**Assignment**. Print, from the listing below, the lines starting at the line containing "Target: shirt collar" and ending at the line containing "form [(166, 27)].", exactly as they stand, and print nothing else.

**** Exercise inputs

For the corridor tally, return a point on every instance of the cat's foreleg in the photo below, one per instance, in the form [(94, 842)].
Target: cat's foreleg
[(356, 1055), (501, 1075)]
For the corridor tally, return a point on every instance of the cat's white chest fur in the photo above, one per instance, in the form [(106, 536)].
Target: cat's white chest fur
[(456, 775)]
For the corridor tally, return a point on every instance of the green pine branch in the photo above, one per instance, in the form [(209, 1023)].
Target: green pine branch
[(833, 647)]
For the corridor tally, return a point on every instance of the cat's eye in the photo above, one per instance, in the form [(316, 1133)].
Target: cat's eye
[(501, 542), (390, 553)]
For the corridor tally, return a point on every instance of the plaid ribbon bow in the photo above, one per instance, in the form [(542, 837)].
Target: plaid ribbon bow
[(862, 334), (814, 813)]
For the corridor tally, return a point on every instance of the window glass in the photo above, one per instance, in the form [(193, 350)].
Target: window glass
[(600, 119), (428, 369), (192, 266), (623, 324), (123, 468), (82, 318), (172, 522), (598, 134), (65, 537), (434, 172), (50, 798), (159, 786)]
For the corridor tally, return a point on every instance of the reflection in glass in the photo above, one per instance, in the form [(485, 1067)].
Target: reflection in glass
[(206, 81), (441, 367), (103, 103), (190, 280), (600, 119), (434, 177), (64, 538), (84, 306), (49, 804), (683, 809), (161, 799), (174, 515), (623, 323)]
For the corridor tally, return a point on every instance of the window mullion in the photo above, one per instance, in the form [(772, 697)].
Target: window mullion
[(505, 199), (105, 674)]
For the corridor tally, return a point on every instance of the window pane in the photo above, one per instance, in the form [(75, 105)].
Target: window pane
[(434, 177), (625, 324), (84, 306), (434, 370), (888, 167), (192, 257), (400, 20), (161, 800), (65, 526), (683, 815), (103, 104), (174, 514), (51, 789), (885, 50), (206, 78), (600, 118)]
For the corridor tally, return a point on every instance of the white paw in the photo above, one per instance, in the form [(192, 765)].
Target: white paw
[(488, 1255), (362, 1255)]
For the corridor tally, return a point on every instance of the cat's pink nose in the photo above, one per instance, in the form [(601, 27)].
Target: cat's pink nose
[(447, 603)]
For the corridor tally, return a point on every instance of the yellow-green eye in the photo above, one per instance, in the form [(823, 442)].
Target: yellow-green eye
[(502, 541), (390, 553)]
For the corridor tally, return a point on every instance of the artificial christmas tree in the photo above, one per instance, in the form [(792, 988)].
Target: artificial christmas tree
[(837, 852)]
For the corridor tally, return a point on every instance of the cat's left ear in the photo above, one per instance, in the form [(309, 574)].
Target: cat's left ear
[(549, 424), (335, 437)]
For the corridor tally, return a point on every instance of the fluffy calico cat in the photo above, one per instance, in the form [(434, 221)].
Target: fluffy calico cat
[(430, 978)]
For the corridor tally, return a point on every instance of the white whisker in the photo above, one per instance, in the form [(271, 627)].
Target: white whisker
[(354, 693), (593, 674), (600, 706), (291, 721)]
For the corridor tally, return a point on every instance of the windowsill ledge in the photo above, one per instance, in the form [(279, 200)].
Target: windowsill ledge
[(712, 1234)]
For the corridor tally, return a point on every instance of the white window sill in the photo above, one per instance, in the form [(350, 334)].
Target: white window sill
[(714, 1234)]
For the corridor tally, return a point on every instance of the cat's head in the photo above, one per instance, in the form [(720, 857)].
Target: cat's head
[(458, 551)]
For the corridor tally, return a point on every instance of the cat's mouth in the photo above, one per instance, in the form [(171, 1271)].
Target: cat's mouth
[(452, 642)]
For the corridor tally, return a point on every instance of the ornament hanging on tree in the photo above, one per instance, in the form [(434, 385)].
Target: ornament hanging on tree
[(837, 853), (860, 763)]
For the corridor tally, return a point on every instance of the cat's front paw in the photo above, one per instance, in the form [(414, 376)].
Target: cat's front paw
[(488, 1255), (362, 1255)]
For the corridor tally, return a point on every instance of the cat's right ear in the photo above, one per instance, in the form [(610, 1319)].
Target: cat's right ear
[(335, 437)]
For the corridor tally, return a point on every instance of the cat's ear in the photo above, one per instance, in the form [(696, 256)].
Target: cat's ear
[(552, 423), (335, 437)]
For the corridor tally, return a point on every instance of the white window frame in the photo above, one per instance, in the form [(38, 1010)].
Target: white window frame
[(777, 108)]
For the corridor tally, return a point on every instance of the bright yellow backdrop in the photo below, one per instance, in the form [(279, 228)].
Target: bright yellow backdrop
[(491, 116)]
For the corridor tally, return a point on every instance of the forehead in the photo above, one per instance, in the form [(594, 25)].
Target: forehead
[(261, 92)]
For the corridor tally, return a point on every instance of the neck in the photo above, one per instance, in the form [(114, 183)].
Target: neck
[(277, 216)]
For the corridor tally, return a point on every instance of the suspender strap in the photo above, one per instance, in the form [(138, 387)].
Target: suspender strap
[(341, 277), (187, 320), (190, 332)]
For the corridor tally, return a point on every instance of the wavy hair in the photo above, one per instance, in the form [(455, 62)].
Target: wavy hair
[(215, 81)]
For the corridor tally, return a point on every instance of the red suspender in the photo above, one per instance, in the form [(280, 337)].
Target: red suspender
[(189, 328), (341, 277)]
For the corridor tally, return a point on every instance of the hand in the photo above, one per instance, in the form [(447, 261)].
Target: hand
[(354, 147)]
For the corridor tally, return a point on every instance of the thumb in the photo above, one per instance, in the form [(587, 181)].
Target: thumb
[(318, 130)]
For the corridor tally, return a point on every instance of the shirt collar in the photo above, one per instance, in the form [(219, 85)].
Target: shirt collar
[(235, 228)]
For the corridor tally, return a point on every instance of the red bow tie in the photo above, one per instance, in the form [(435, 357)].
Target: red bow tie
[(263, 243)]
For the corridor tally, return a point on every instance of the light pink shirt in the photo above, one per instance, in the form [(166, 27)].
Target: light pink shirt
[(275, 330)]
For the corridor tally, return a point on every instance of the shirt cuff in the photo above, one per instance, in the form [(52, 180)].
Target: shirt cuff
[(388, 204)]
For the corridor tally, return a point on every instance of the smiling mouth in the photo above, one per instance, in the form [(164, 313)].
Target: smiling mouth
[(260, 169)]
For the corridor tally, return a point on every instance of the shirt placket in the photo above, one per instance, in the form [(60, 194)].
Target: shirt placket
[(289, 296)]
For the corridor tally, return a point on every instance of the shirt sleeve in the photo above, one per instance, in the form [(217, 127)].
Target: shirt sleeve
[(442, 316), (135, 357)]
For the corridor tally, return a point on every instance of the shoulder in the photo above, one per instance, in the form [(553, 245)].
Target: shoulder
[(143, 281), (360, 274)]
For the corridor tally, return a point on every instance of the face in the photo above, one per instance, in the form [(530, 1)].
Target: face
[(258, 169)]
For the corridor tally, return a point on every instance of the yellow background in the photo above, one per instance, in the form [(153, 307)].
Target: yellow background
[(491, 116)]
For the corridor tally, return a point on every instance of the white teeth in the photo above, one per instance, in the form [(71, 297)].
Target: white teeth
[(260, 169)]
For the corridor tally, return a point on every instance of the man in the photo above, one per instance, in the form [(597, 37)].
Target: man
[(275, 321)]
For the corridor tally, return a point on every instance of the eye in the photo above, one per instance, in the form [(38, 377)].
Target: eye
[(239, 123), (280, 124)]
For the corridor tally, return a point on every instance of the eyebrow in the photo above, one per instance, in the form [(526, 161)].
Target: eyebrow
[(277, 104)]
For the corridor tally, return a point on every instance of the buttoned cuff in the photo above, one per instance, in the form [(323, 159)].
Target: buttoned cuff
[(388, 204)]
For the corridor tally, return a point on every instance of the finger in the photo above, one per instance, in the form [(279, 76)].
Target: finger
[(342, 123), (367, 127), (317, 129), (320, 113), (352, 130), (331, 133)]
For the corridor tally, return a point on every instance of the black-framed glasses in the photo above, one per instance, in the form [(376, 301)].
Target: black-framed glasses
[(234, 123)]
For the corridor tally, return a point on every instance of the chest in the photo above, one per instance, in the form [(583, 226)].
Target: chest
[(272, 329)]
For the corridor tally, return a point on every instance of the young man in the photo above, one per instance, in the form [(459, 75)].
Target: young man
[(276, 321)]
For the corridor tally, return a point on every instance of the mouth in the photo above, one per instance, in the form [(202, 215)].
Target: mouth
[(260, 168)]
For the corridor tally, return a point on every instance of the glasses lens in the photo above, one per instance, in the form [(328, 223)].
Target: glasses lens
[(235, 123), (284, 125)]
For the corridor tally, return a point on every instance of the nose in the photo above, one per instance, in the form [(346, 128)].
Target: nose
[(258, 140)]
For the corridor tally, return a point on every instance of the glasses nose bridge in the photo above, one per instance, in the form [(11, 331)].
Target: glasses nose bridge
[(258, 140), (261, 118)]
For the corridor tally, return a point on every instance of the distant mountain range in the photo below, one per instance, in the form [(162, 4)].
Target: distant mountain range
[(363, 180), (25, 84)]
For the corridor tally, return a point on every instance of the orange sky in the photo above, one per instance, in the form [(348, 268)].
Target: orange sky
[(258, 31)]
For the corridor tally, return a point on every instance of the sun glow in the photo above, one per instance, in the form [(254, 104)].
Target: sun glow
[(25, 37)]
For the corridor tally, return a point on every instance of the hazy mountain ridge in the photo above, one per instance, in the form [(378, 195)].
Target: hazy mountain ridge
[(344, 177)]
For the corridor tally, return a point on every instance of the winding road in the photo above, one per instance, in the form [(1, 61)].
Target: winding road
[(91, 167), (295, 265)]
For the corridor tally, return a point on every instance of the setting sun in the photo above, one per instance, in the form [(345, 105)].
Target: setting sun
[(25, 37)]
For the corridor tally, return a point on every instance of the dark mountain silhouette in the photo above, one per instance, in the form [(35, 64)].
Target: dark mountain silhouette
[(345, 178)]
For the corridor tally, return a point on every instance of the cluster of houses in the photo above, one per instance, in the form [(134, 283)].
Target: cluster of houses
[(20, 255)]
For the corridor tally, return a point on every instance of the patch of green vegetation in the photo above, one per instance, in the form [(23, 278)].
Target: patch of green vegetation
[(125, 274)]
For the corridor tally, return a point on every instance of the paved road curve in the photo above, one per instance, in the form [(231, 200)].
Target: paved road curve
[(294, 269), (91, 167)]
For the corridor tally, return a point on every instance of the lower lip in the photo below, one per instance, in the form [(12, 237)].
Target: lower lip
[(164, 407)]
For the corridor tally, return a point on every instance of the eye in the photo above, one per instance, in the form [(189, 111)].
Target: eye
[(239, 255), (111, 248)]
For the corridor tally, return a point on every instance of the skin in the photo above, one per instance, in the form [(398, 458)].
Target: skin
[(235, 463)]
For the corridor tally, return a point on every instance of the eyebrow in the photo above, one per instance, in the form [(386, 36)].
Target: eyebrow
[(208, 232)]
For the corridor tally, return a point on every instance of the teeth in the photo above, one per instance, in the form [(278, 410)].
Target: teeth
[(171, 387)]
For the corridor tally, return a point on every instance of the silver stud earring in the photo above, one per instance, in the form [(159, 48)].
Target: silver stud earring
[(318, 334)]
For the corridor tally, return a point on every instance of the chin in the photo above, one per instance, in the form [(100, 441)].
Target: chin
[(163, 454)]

********

**Response to this exercise**.
Target: shirt collar
[(235, 228)]
For the corridor tally, return a point on every instance of the red bow tie in the photo above, one per instance, in the form [(435, 357)].
Target: red bow tie
[(263, 243)]
For the corridor tally, return a point on every instance of the light pink shirt in the photo above, one per instance, in the form [(166, 27)].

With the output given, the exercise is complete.